[Material to process start]

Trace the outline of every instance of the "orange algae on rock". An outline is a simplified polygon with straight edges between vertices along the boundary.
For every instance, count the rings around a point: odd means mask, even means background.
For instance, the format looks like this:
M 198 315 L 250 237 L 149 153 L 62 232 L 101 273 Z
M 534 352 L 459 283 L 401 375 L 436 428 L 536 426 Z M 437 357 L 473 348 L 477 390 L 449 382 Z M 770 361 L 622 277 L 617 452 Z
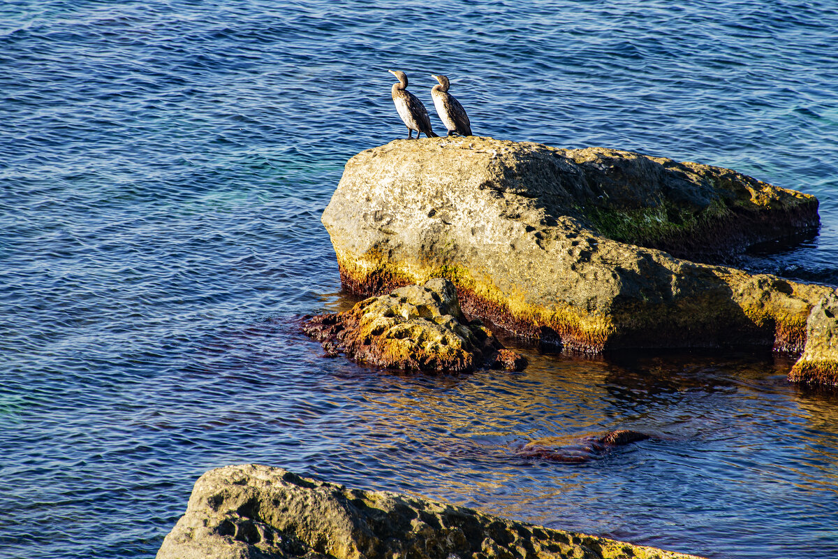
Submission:
M 312 317 L 303 329 L 327 351 L 344 351 L 380 367 L 462 373 L 526 365 L 489 329 L 465 322 L 456 289 L 444 278 L 370 298 L 344 313 Z

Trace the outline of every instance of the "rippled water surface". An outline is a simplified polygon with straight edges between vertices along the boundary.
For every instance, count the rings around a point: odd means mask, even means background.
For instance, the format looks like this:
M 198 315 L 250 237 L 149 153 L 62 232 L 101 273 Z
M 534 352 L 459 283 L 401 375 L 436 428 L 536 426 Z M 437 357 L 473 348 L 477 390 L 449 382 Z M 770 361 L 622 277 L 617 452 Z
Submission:
M 833 2 L 0 4 L 0 556 L 153 556 L 195 479 L 264 463 L 711 557 L 838 556 L 838 397 L 763 355 L 404 376 L 324 360 L 319 215 L 404 135 L 388 69 L 475 133 L 817 195 L 753 266 L 838 283 Z M 432 108 L 432 116 L 442 131 Z M 535 437 L 656 434 L 586 464 Z

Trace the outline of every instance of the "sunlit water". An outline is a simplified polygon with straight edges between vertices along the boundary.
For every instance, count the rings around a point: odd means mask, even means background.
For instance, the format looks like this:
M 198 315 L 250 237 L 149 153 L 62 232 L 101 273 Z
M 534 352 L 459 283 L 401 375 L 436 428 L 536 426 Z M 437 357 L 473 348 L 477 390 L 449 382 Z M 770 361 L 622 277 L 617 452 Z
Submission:
M 539 355 L 520 374 L 325 360 L 319 216 L 405 135 L 388 69 L 474 132 L 816 194 L 749 263 L 838 283 L 830 1 L 0 4 L 0 556 L 152 556 L 210 468 L 262 463 L 711 557 L 838 556 L 838 397 L 768 355 Z M 437 132 L 441 123 L 431 108 Z M 763 251 L 764 252 L 764 251 Z M 535 437 L 659 440 L 586 464 Z

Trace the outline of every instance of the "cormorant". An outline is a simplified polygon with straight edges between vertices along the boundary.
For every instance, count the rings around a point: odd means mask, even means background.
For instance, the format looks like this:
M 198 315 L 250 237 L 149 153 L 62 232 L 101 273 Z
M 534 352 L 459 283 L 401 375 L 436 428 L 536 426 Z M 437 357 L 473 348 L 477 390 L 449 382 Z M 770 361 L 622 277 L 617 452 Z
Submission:
M 391 70 L 387 71 L 399 80 L 399 83 L 393 84 L 391 93 L 396 110 L 399 111 L 399 116 L 401 116 L 405 126 L 407 127 L 407 137 L 413 137 L 414 130 L 416 131 L 417 140 L 419 134 L 422 132 L 428 137 L 438 137 L 431 129 L 431 117 L 427 116 L 427 109 L 415 95 L 406 89 L 407 87 L 407 76 L 405 75 L 405 73 L 400 70 L 395 72 Z
M 431 96 L 433 97 L 433 106 L 437 108 L 437 114 L 448 129 L 448 136 L 453 132 L 457 132 L 460 136 L 471 136 L 471 124 L 468 122 L 466 110 L 460 105 L 460 101 L 448 93 L 448 78 L 433 75 L 431 77 L 439 82 L 438 85 L 434 85 L 431 90 Z

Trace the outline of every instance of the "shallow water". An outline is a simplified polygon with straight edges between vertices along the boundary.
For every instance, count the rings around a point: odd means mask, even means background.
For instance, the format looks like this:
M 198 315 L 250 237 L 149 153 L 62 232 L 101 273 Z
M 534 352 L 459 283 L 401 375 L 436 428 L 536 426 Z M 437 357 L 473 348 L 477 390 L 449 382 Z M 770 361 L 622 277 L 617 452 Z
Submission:
M 520 374 L 405 376 L 322 359 L 296 320 L 351 303 L 319 215 L 349 157 L 404 134 L 396 68 L 429 108 L 447 73 L 478 134 L 814 194 L 820 236 L 748 266 L 838 283 L 836 28 L 830 2 L 3 3 L 0 556 L 152 556 L 200 474 L 256 462 L 711 557 L 835 556 L 838 398 L 786 360 L 524 348 Z M 509 452 L 617 427 L 660 440 Z

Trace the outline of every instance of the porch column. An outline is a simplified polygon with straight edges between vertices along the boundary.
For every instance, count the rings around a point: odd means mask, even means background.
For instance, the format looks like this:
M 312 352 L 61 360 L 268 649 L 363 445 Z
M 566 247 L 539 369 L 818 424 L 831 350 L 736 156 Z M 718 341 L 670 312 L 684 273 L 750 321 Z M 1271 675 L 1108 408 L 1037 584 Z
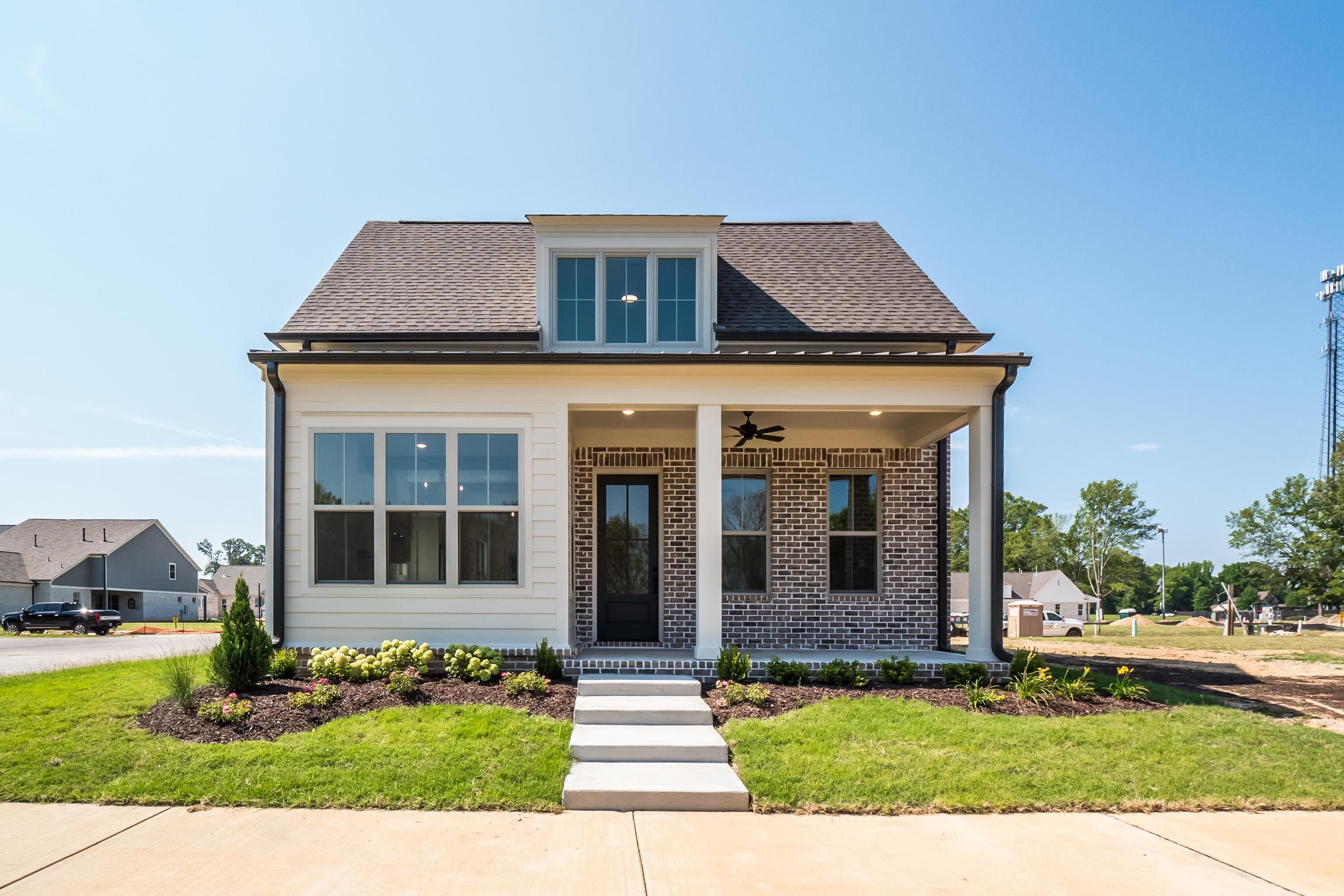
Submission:
M 723 407 L 695 410 L 695 658 L 723 646 Z
M 970 662 L 996 662 L 993 649 L 993 629 L 1001 626 L 993 619 L 993 580 L 1003 580 L 1003 571 L 995 570 L 993 560 L 993 462 L 995 427 L 993 410 L 981 406 L 970 414 L 970 505 L 969 505 L 969 618 L 966 660 Z M 1000 498 L 1001 500 L 1001 498 Z

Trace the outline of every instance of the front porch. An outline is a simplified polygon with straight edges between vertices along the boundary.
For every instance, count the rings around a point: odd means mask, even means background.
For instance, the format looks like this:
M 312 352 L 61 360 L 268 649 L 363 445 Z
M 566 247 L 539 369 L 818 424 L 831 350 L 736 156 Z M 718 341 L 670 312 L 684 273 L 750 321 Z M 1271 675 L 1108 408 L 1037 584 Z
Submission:
M 770 657 L 780 657 L 790 662 L 804 662 L 810 673 L 816 673 L 821 666 L 832 660 L 859 661 L 864 673 L 875 680 L 878 676 L 878 661 L 887 660 L 895 653 L 899 657 L 910 657 L 915 664 L 915 678 L 925 681 L 938 678 L 945 664 L 966 662 L 966 656 L 943 650 L 769 650 L 751 653 L 751 677 L 763 678 L 765 665 Z M 999 676 L 1008 672 L 1008 664 L 995 660 L 985 664 L 989 672 Z M 692 676 L 700 681 L 714 681 L 715 661 L 696 660 L 695 650 L 675 647 L 586 647 L 577 656 L 564 660 L 564 674 L 599 676 L 599 674 L 677 674 Z

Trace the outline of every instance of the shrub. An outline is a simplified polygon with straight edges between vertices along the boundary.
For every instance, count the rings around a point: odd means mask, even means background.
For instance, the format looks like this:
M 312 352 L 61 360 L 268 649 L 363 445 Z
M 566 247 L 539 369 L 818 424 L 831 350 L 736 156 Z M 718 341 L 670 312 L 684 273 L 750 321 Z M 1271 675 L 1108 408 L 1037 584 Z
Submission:
M 540 672 L 512 672 L 504 673 L 504 693 L 516 697 L 520 693 L 546 693 L 551 689 L 551 680 Z
M 251 715 L 251 700 L 239 700 L 237 693 L 200 704 L 196 715 L 216 725 L 235 725 Z
M 419 690 L 419 669 L 406 666 L 387 676 L 387 693 L 399 693 L 402 696 L 415 693 Z
M 985 684 L 984 681 L 968 681 L 957 686 L 961 689 L 961 693 L 966 695 L 966 705 L 976 712 L 980 712 L 985 707 L 991 707 L 1004 699 L 999 688 L 992 684 Z
M 270 658 L 271 678 L 293 678 L 298 674 L 298 652 L 292 647 L 277 650 Z
M 245 690 L 270 673 L 273 647 L 270 635 L 253 615 L 247 582 L 242 576 L 234 584 L 234 602 L 228 604 L 222 622 L 219 643 L 206 660 L 210 678 L 230 690 Z
M 1116 669 L 1116 682 L 1106 685 L 1106 690 L 1110 690 L 1110 696 L 1116 700 L 1138 700 L 1148 693 L 1148 688 L 1130 680 L 1134 670 L 1129 666 L 1121 666 Z
M 314 678 L 340 678 L 344 681 L 376 681 L 392 672 L 414 666 L 417 672 L 429 672 L 429 661 L 434 657 L 427 643 L 414 641 L 384 641 L 378 653 L 360 653 L 347 646 L 313 650 L 308 658 L 308 672 Z
M 1009 678 L 1008 688 L 1027 703 L 1044 707 L 1055 692 L 1055 682 L 1048 669 L 1039 668 L 1036 672 Z
M 844 660 L 836 658 L 821 666 L 817 670 L 817 680 L 821 684 L 845 686 L 845 688 L 867 688 L 868 678 L 859 669 L 859 661 L 851 660 L 845 662 Z
M 1008 666 L 1008 677 L 1021 678 L 1024 674 L 1044 668 L 1044 665 L 1035 650 L 1013 650 L 1012 665 Z
M 765 673 L 775 684 L 801 685 L 808 680 L 808 664 L 770 657 L 770 662 L 765 664 Z
M 503 658 L 499 650 L 491 647 L 450 643 L 444 652 L 444 669 L 454 678 L 487 684 L 499 676 Z
M 555 647 L 546 643 L 546 638 L 536 645 L 536 674 L 551 681 L 564 677 L 564 664 L 555 656 Z
M 192 692 L 196 689 L 196 673 L 200 657 L 190 653 L 167 653 L 155 668 L 155 680 L 168 692 L 168 699 L 183 712 L 191 712 Z
M 304 685 L 302 690 L 296 690 L 289 695 L 290 707 L 321 707 L 329 705 L 336 697 L 340 696 L 340 688 L 327 681 L 327 678 L 319 678 L 317 681 Z
M 888 684 L 907 685 L 915 680 L 915 662 L 910 657 L 896 660 L 896 656 L 891 654 L 890 660 L 878 660 L 878 672 Z
M 1083 666 L 1083 670 L 1073 678 L 1070 678 L 1068 672 L 1064 670 L 1058 678 L 1055 678 L 1055 693 L 1074 703 L 1078 703 L 1079 697 L 1095 697 L 1097 688 L 1089 678 L 1090 674 L 1091 669 L 1089 666 Z
M 989 684 L 989 669 L 982 662 L 949 662 L 942 668 L 942 681 L 954 688 L 968 684 Z
M 742 653 L 735 645 L 719 650 L 719 681 L 746 681 L 751 674 L 751 654 Z

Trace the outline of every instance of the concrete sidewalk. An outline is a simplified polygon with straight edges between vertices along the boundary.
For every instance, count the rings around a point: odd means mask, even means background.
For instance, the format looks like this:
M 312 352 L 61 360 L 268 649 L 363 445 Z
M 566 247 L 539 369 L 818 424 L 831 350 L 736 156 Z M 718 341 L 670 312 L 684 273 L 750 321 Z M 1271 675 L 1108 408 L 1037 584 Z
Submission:
M 3 803 L 0 842 L 4 896 L 1344 892 L 1344 813 L 879 818 Z

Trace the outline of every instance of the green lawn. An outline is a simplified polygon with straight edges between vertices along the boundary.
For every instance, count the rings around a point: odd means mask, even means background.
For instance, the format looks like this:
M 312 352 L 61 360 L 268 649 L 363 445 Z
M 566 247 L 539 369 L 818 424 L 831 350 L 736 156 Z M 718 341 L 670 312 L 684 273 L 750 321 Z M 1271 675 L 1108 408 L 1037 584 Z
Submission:
M 1105 680 L 1103 680 L 1105 681 Z M 723 735 L 758 809 L 1344 807 L 1344 737 L 1200 703 L 1078 719 L 829 700 Z
M 1085 626 L 1082 638 L 1013 638 L 1011 645 L 1034 646 L 1048 652 L 1046 645 L 1106 643 L 1117 647 L 1177 647 L 1181 650 L 1273 650 L 1275 653 L 1333 653 L 1344 660 L 1344 638 L 1320 631 L 1301 635 L 1245 635 L 1241 627 L 1234 627 L 1231 637 L 1222 629 L 1196 629 L 1189 626 L 1138 626 L 1138 637 L 1130 637 L 1130 626 L 1118 623 L 1101 626 L 1099 634 L 1093 634 L 1093 626 Z
M 349 716 L 270 742 L 190 744 L 136 716 L 155 660 L 0 678 L 0 801 L 556 810 L 570 723 L 501 707 Z

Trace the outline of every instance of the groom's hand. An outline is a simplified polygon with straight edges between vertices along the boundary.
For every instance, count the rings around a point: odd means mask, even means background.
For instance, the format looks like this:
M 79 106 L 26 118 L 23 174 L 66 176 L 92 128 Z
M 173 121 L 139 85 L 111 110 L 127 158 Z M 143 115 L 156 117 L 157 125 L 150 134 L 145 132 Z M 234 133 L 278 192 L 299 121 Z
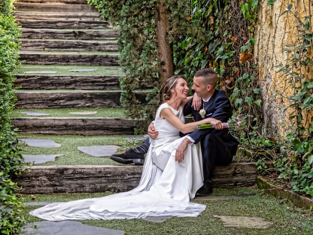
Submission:
M 210 123 L 212 124 L 214 126 L 214 128 L 217 130 L 222 130 L 224 127 L 224 125 L 223 123 L 220 120 L 218 120 L 217 119 L 213 118 L 211 118 L 211 120 L 210 120 Z
M 155 139 L 158 136 L 158 131 L 155 130 L 155 125 L 153 122 L 151 122 L 148 127 L 148 134 L 153 140 Z
M 188 145 L 191 143 L 191 141 L 187 138 L 185 139 L 182 142 L 180 143 L 179 146 L 176 149 L 176 153 L 175 154 L 175 161 L 178 163 L 180 163 L 184 160 L 184 153 L 185 150 L 188 147 Z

[Material to process end]

- **Problem description**: Convert the records from the line containing "Trace the outline of every instance of the concrete" through the line containing "M 349 716 L", both ends included, into a Markdown table with the columns Row and Line. Put one line per row, numbered in order, and leave out blank lines.

- **Full solution**:
| Row | Line |
|---|---|
| 1 | Trace the outline of every instance of the concrete sidewalk. An outline is a simplified polygon with straight edges between vertices along the boundary. |
| 2 | For every instance, count the rings around a point: odd means mask, even means background. |
| 3 | For instance, the format looks like this: |
| 4 | M 312 352 L 61 360 L 268 649 L 363 445 Z |
| 5 | M 566 247 L 539 369 L 818 424 L 831 350 L 736 156 Z M 718 341 L 670 312 L 684 273 L 750 321 Z M 1271 675 L 1108 408 L 1037 584 Z |
| 6 | Submission: |
| 7 | M 3 803 L 0 842 L 4 896 L 1344 892 L 1344 813 L 879 818 Z |
| 8 | Trace the outline of every instance of the green lawn. An outline is a simplified polygon with straight edges between vertices along the boundary. |
| 9 | For every instance, count the rings around a point: odd means mask, even means background. |
| 10 | For instance, the format looks like this: |
| 11 | M 312 352 L 61 360 L 268 649 L 363 445 Z |
| 12 | M 566 247 L 539 369 L 818 424 L 831 350 L 736 156 Z M 718 341 L 670 312 L 684 273 L 750 321 Z M 1271 675 L 1108 408 L 1037 584 Z |
| 13 | Submission: |
| 14 | M 1105 680 L 1103 680 L 1105 681 Z M 723 735 L 758 809 L 1344 807 L 1344 737 L 1200 703 L 1078 719 L 829 700 Z |
| 15 | M 1085 626 L 1082 638 L 1013 638 L 1011 645 L 1034 646 L 1048 652 L 1046 645 L 1106 643 L 1117 647 L 1177 647 L 1181 650 L 1273 650 L 1275 653 L 1333 653 L 1344 660 L 1344 638 L 1320 631 L 1301 635 L 1245 635 L 1241 627 L 1234 627 L 1231 637 L 1222 629 L 1196 629 L 1189 626 L 1138 626 L 1138 637 L 1130 637 L 1130 626 L 1118 623 L 1101 626 L 1099 634 L 1093 634 L 1093 626 Z |
| 16 | M 349 716 L 270 742 L 190 744 L 136 716 L 155 660 L 0 678 L 0 801 L 556 810 L 570 723 L 501 707 Z |